___ INPUT RECORDS ___

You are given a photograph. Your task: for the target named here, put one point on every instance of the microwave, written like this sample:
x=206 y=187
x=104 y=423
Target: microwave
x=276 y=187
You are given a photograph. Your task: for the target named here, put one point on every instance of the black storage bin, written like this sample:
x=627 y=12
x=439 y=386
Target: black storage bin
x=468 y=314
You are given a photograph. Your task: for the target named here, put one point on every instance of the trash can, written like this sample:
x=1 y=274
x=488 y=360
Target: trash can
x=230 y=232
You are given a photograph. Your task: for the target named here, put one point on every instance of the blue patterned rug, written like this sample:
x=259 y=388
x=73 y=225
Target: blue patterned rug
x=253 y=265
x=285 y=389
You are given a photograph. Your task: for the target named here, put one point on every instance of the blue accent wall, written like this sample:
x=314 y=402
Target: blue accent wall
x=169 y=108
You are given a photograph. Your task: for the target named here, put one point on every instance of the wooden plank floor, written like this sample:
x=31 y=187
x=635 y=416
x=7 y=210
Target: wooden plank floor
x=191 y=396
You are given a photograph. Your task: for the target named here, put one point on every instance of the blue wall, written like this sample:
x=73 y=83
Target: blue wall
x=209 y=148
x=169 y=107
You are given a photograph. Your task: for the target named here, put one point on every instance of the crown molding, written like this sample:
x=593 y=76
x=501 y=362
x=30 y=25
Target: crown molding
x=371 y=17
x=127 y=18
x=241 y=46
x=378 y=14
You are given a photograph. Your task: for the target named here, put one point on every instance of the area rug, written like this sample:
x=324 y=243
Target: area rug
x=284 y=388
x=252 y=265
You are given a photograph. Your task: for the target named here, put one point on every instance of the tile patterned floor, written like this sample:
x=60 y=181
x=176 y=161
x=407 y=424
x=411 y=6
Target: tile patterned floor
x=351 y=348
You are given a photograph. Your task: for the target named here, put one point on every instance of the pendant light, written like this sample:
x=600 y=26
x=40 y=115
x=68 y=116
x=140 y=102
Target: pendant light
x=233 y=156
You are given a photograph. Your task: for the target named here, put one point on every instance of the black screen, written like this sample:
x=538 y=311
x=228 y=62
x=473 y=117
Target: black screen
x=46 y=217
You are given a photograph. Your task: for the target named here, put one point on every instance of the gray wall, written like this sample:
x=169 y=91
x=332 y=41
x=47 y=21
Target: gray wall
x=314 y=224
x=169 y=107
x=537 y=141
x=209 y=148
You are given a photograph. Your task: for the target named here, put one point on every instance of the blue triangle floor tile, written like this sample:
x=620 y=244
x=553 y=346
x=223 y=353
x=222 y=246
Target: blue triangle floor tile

___

* [WORK TO BE COMPLETED]: Rewrite every line of the records above as a JSON list of strings, with one string per line and blank lines omitted.

* [RESULT OF THE TASK]:
[
  "You are given a photograph. Your task: for the target named here, put one point on every instance of the microwave, written like this sample:",
  "x=206 y=187",
  "x=104 y=423",
  "Target: microwave",
  "x=276 y=187",
  "You are given a photograph. Your task: for the target named here, put one point on every instance of the black storage bin, written like this sample:",
  "x=627 y=12",
  "x=439 y=386",
  "Target: black storage bin",
  "x=468 y=314",
  "You are given a photograph. Your task: for the target named here, put one point on every instance of the trash can, written like this sample:",
  "x=1 y=274",
  "x=488 y=360",
  "Target: trash can",
  "x=230 y=232",
  "You are given a photograph. Your task: for the target named here, put one point on every instance of the blue patterned rug, written like this sample:",
  "x=259 y=388",
  "x=73 y=225",
  "Target: blue patterned rug",
  "x=253 y=265",
  "x=285 y=389",
  "You are given a photograph. Your task: for the target named here, put one point on every instance of the blue accent wall, written like this sample:",
  "x=314 y=402",
  "Target: blue accent wall",
  "x=169 y=108",
  "You are given a photograph. Your task: for the target named here, put one point on every instance of the wooden plank floor, written like this sample:",
  "x=31 y=187",
  "x=635 y=416",
  "x=7 y=210",
  "Target: wooden plank floor",
  "x=191 y=396",
  "You are given a photograph. Your task: for the target named here, put one point on every instance of the blue wall, written like this sample:",
  "x=73 y=83",
  "Target: blue wall",
  "x=209 y=148",
  "x=169 y=107",
  "You are given a photograph. Your task: for the target named here, put one point on every instance of the crown molding, written like this sample:",
  "x=593 y=76",
  "x=501 y=362",
  "x=30 y=25",
  "Target: crown molding",
  "x=371 y=17",
  "x=127 y=18",
  "x=241 y=46",
  "x=378 y=14",
  "You are given a photograph. Your task: for the target named here, put one point on every instance of the area rug, written like this sample:",
  "x=324 y=243",
  "Target: area rug",
  "x=284 y=388",
  "x=252 y=265",
  "You are given a photograph. Your task: for the target named here, put one point on every instance of the tile patterned floor, written like this sample:",
  "x=60 y=181",
  "x=176 y=161",
  "x=407 y=424",
  "x=411 y=6",
  "Target: tile patterned floor",
  "x=351 y=348",
  "You are given a photograph. Your task: for the target named here, put one point on every instance of the pendant light, written like this sample:",
  "x=600 y=26",
  "x=40 y=115",
  "x=68 y=116",
  "x=140 y=102",
  "Target: pendant light",
  "x=233 y=156",
  "You are given a photograph. Your task: for the target named here, put one point on every instance of the black screen, written like this sample:",
  "x=538 y=311",
  "x=228 y=62",
  "x=473 y=117",
  "Target: black screen",
  "x=46 y=217",
  "You are given a photograph. Your task: for the target named here, put one point on every instance of the gray wall, written like this sample:",
  "x=169 y=91",
  "x=332 y=41",
  "x=47 y=21",
  "Target: gray wall",
  "x=314 y=224",
  "x=169 y=107",
  "x=537 y=141",
  "x=209 y=148",
  "You are given a photograph. Your task: for the target named here, put one point on every instance of the blue triangle floor tile, written like this sample:",
  "x=620 y=244",
  "x=553 y=346",
  "x=223 y=353",
  "x=222 y=246",
  "Target: blue triangle floor tile"
]